Assunzione della Beata Vergine Maria




Omelie - Il Vangelo della domenica
a cura di Goffredo Boselli
Vita Pastorale (n. 8/2026)


ANNO A – 15 agosto 2026
Assunzione della Beata Vergine Maria

Apocalisse 11,19; 12,1-6a.10ab • Salmo 44 • 1Corinzi 15,20-27a • Luca 1,39-56
(Visualizza i brani delle Letture)


ASSUNZIONE DI MARIA

C'è un rischio sottile che corriamo ogni volta che celebriamo Maria: quello di proiettare su di lei l'immagine di donna e di madre che secoli di cultura hanno impresso in noi. Il rischio di fare di Maria una figura passiva che ha semplicemente detto di sì a un destino smisurato, essere la madre del Messia, quasi schiacciata da una grazia troppo grande per lei. In realtà, il Vangelo contraddice questa narrazione. Nel Magnificat, Maria non parla come una spettatrice sorpresa e disorientata, ma come una donna che possiede le chiavi di lettura della storia. La storia del popolo alla quale appartiene, Israele, e la storia della sua giovane vita. Ciò che accade in lei non è un evento che la attraversa come l'acqua percorre un canale, ma è l'opera stessa della sua intelligenza credente. Maria non è madre perché ha prestato un utero; è madre perché per opera dello Spirito di Dio ha concepito il Figlio di Dio con la sua fede. È l'ascolto della Parola a permettere che la Parola si faccia carne, non il contrario. L'obbedienza della fede non è sempre e comunque contraddizione alla nostra volontà, ma può essere anche illuminazione, liberazione, consapevolezza. L'incontro con Elisabetta mostra un'obbedienza che libera, che rende adulti e responsabili. Il Dio a cui Maria risponde non è un padrone che si appropria della vita e del corpo di una giovane donna secondo le logiche grette del possesso maschile. Maria non sperimenta il sacro come una violazione della sua intimità. Ciò che sperimenta è lo sguardo: «Ha guardato l'umiltà della sua serva». E lo sguardo è l'unico atto capace di scegliere l'altro senza ridurlo a cosa, di riconoscerlo nella sua alterità. Maria si sente guardata, cioè amata nella sua libertà.

[AZIONE RICHIESTA 1]
Secondo l'omelia sull'Assunzione, perché Maria è madre?
[AZIONE RICHIESTA 2]
Prosegui l'omelia sull'Assunzione a partire dalla frase che segue l'ultima riportata.

[DATI DA ESAMINARE]
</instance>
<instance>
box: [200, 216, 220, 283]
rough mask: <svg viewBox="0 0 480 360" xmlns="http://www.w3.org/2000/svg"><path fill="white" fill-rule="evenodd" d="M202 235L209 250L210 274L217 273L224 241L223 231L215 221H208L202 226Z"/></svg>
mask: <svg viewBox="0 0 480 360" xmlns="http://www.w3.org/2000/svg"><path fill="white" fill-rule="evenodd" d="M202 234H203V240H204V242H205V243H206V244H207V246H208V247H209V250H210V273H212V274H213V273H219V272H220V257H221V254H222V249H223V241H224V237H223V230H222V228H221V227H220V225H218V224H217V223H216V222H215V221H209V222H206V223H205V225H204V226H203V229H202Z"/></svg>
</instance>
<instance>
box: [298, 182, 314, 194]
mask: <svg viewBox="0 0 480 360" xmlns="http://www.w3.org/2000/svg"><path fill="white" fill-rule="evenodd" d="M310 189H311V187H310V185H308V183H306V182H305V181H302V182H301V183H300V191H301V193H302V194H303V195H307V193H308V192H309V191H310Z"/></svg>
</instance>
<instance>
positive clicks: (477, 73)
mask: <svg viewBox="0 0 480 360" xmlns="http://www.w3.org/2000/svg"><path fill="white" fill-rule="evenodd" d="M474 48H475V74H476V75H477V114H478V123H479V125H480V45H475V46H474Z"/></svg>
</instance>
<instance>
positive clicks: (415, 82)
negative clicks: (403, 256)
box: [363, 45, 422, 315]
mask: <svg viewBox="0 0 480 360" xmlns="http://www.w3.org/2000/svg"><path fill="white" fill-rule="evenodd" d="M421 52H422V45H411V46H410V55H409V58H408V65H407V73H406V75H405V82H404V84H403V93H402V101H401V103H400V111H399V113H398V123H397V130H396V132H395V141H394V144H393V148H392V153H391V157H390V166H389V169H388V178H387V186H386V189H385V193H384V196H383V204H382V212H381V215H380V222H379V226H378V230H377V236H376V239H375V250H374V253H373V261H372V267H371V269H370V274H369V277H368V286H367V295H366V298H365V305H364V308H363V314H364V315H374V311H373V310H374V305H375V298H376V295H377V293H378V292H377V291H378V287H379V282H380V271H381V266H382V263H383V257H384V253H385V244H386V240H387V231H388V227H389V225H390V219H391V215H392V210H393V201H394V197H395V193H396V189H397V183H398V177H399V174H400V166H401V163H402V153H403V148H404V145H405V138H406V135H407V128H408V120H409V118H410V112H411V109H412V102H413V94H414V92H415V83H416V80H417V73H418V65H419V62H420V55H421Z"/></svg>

[RISULTATO ESERCIZIO 1]
Perché, per opera dello Spirito di Dio, ha concepito il Figlio di Dio con la sua fede.

[RISULTATO ESERCIZIO 2]
Ed è proprio perché si sente custodita nella sua dignità che Maria può compiere un gesto teologico inaudito: prende la sua esperienza più intima - la gestazione di una vita - e la lancia nel cuore dello spazio pubblico. Il Magnificat non è una litania devota, è un manifesto di rottura. In quel canto, la carne di Maria si dilata fino a coincidere con la carne dei poveri di Israele, con gli umiliati di ogni tempo. Abbattere i potenti dai troni e innalzare gli umili non è un'utopia sociologica, ma la conseguenza di un Dio che abita la carne degli ultimi.
L'umanità di Maria diventa così la matrice da cui il Figlio imparerà a guardare il mondo dalla parte degli scartati.
Perché nella festa della dormizione o assunzione di Maria la Chiesa, da Oriente a Occidente, insiste così tanto sul corpo di Maria? È perché oggi celebriamo la smentita più radicale di ogni forma di utilitarismo, anche di quello religioso. Dio non usa nessuno. Il corpo di Maria non è stato un contenitore di cui lo Spirito si è servito per far nascere Cristo, per poi abbandonarlo al nulla. Se Dio usasse le persone come mezzi per un fine non sarebbe il Dio di Gesù Cristo, ma un idolo cinico. L'Assunzione di Maria è la festa della carne salvata nella sua totalità. Ci dice che nulla di ciò che siamo andrà perduto. Nel corpo risorto di Maria, la nostra stessa umanità è già entrata nella dimora di Dio. Oggi guardiamo a Maria per ricordare chi siamo noi: non schiavi di un destino, ma corpi destinati all'eternità, alla gloria. Questa speranza non è un privilegio per pochi, ma è la promessa che Dio rivolge all'umanità intera.